* [GIVEN TEXT]
········

Should Developers Have Access To Production?
WHiTe VaMPiRe writes "Kyle Brandt recently wrote an editorial exploring the implications of providing developers access to the production servers of a Web site. He explores the risk introduced by providing higher level access as well as potential compromise solutions."
Whenever an error occurs that I can't replicate in a dev environment, I'm always SO tempted to hop into prod and start adding in some output statements.
Yeah, it's probably a good thing I don't have access to prod.
LOL! No.
No. It just encourages sloppy development practices.
Would you want to drive over a bridge that wasn't actually designed and engineered, but rather they just piled some stuff up and will fix it if it collapses? Or have a surgeon chopping you open with the idea that they'll figure it out as they go? So why would we want developers to work with the expectation that they get to intervene at the last instant to resolve their failures?
Everyone agrees that developers should never have access to production...Unless they're the developer, in which case it's different.
Its a good practice to keep them separated, but in the end its just a pissing contest. The server admins don't want some filthy dev messing with their stuff, and I can appreciate that.
However, admins often lack appreciation of some dev-specific issues, and their ignorance can lead to problems down the line.
In the end, its the best practice to have everyone work together sensibly, than throw down inflexible rules that cause more trouble than they prevent.
ad logicam Claiming a proposition is false because it was presented as the conclusion of a fallacious argument.
This is why there is a change control process, and a testing environment.
If you're doing it wrong, you're asking for trouble.
The price is always right if someone else is paying.

········

Referring expression pointing data:
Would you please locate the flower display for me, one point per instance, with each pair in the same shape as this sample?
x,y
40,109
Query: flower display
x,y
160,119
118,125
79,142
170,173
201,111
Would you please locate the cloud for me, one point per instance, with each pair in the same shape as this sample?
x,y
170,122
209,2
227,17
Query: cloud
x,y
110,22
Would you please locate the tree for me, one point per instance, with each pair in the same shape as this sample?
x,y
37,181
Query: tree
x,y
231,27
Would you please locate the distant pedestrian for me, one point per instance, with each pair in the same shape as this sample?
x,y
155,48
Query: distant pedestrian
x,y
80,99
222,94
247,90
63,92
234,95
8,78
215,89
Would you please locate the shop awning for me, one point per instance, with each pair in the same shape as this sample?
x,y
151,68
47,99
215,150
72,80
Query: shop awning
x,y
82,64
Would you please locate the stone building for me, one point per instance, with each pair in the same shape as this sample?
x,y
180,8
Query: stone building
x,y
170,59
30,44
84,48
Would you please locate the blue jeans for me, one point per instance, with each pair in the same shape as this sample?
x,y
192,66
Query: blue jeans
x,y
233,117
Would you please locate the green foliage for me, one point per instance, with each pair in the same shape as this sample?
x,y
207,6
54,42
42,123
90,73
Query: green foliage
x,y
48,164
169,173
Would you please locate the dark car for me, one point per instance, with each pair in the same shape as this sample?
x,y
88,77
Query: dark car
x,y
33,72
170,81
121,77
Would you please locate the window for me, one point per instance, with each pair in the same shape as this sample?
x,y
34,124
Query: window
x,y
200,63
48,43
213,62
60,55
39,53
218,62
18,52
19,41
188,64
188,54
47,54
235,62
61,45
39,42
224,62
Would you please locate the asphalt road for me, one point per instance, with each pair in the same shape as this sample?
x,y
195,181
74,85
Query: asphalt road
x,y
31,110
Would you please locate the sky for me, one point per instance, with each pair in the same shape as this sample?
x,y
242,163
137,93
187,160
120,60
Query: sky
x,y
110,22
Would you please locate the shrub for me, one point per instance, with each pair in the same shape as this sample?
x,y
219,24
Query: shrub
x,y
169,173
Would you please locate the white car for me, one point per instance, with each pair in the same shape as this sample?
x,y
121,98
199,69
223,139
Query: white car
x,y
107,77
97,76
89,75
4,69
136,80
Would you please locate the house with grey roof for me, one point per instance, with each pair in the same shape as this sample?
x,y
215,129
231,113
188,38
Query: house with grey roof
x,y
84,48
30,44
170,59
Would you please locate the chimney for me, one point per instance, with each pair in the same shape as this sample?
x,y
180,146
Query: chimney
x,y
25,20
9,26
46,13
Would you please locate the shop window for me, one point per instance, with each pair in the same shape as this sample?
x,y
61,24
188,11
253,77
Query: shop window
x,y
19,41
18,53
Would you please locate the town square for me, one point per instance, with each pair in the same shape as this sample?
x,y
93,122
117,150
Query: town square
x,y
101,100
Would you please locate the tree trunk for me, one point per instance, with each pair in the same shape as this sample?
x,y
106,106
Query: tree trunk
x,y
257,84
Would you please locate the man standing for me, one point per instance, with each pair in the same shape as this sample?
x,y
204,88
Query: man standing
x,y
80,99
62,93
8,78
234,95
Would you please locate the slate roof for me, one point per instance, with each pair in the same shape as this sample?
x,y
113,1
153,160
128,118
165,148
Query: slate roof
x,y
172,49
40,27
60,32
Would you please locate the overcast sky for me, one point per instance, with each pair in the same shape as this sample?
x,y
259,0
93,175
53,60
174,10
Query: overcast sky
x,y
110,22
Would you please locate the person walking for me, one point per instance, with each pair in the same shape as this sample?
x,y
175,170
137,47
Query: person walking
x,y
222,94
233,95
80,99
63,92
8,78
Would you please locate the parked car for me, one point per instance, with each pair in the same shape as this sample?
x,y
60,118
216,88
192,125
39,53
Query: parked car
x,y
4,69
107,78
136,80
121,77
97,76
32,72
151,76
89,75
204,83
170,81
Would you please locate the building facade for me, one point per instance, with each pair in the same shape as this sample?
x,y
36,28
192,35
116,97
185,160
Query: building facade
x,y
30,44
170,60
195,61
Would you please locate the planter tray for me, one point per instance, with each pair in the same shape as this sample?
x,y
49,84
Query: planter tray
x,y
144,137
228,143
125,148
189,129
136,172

········

* [EXERCISE REQUIREMENTS]
**1)** In the developer access discussion, how would you restate the paragraph beginning "Would you want to drive over a bridge" more briefly, keeping its main points?
**2)** According to the developer access discussion, who wrote the editorial on giving developers access to a Web site's production servers?
**3)** Continue the developer access discussion from its last line.

* [SOLVED TASKS]
**1)** Nobody would trust a bridge that was piled together and fixed only after it collapsed, or a surgeon who improvised during an operation. Developers likewise shouldn't work expecting to step in at the last moment to fix their own failures.

**2)** Kyle Brandt.

**3)**
There's no correct answer to this question. It depends on the size of the organization and the nature of the system. I've worked in different companies that have been on either sides of where I thought the line should be. The line is drawn in a very different place for a 20 employee company than where it is in a 20,000 employee company.
If you are a small software shop then I can see reasons for allowing your small technical staff to have access to production. It's all well and good saying that only the admin of that server should have access and there's a full rollout procedure in place to be followed only on certain days, certain times; but even when I've seen that sort of structure in place there are times when it's useful for the developers to have access to production. Nothing is perfect and we'd all love to have multitude's of staging servers, replicating the typical load and uses of production but for a hell of a lot of (non critical I'd add) systems that just doesn't happen.
There simply is no one rule fits all. Sometimes I wish we had extremely rigorous rules & regulations in place - I'd probably get to go home a hell of a lot earlier. I'm not suggesting you start chucking exceptions all over your checkout code on live but I think you should asses your own situation (and staff for that matter).